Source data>
--- START ---
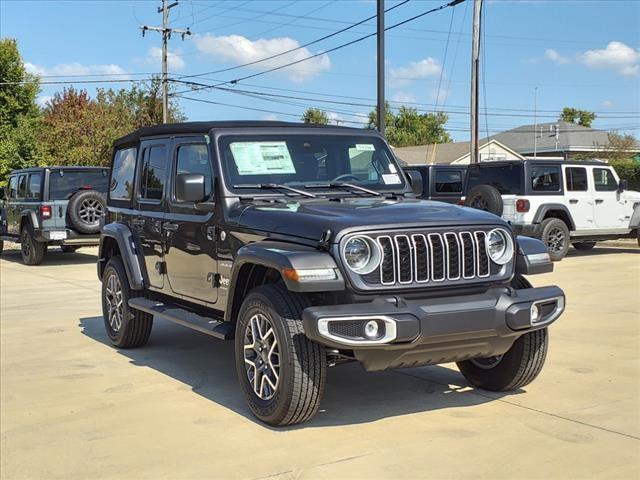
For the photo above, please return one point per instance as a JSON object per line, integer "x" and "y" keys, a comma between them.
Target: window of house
{"x": 153, "y": 173}
{"x": 576, "y": 179}
{"x": 604, "y": 180}
{"x": 545, "y": 178}
{"x": 194, "y": 159}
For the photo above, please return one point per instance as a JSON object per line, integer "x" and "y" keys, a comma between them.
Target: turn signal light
{"x": 45, "y": 211}
{"x": 522, "y": 205}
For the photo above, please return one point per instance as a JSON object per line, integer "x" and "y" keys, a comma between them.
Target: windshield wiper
{"x": 274, "y": 186}
{"x": 344, "y": 185}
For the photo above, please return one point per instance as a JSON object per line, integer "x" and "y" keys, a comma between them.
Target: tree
{"x": 407, "y": 127}
{"x": 579, "y": 117}
{"x": 19, "y": 112}
{"x": 315, "y": 115}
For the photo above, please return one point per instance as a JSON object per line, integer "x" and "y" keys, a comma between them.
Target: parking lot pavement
{"x": 73, "y": 407}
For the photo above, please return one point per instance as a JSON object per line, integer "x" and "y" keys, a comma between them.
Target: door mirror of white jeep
{"x": 190, "y": 188}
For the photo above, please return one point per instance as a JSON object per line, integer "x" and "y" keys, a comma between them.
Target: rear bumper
{"x": 423, "y": 332}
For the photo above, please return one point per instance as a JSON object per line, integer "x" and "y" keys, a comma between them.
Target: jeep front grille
{"x": 431, "y": 258}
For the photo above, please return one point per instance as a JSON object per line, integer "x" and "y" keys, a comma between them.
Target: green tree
{"x": 579, "y": 117}
{"x": 19, "y": 112}
{"x": 407, "y": 127}
{"x": 315, "y": 115}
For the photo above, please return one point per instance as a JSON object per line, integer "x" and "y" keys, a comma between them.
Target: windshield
{"x": 64, "y": 183}
{"x": 308, "y": 160}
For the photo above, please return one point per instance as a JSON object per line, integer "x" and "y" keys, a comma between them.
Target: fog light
{"x": 535, "y": 313}
{"x": 371, "y": 329}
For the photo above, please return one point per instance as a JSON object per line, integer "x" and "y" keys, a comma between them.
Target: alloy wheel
--- END ---
Assignment>
Every line above should be duplicated exactly; the pictures are to be left out.

Your solution>
For the photo above, please return one point per instance as a JSON object per line, integer "x" and "y" keys, a comma between them.
Target: window of house
{"x": 153, "y": 173}
{"x": 576, "y": 179}
{"x": 604, "y": 180}
{"x": 545, "y": 178}
{"x": 194, "y": 159}
For the photo above, please return one point per instance as a JSON object per line, integer "x" and "y" keys, a comma between them.
Target: turn signal light
{"x": 45, "y": 211}
{"x": 522, "y": 205}
For the photo above, please return one point per instance as a JSON object per line, integer "x" and "y" keys, a comma between them.
Target: windshield wiper
{"x": 274, "y": 186}
{"x": 344, "y": 185}
For the photo above, please return one point per instance as a JSON object per line, integer "x" and "y" keys, a comma between them.
Target: tree
{"x": 407, "y": 127}
{"x": 579, "y": 117}
{"x": 19, "y": 112}
{"x": 315, "y": 115}
For the photo above, please return one point per instance as a JSON object per line, integer "x" and "y" keys, a comma between them.
Target: parking lot pavement
{"x": 73, "y": 407}
For the photo above, please return one point per instance as a JSON object per line, integer "x" and "y" keys, a comma between them.
Target: door mirror of white jeep
{"x": 190, "y": 188}
For the photo above, please return one point per instance as a JSON object per line, integer "x" and "y" keys, a comma between them.
Target: rear bumper
{"x": 423, "y": 332}
For the photo above, please return one point per instance as a JSON object per line, integer "x" and "y" keys, a comma between them.
Target: jeep front grille
{"x": 431, "y": 258}
For the photo above, please return one point per instance as a JSON object per line, integer "x" and "y" keys, a comma between them.
Target: green tree
{"x": 579, "y": 117}
{"x": 19, "y": 112}
{"x": 407, "y": 127}
{"x": 315, "y": 115}
For the photo above, please return one point per instance as a JSON object per line, integer "x" and "y" keys, a comma between them.
Target: windshield
{"x": 64, "y": 183}
{"x": 308, "y": 160}
For the photo above, please return one point per instance as a JSON object per line, integer "x" and "y" keys, a comma between them.
Target: fog light
{"x": 535, "y": 313}
{"x": 371, "y": 329}
For the photo above, please return one point per instance as a JSON object per line, integer "x" and "y" keys, a comma between them.
Target: alloy wheel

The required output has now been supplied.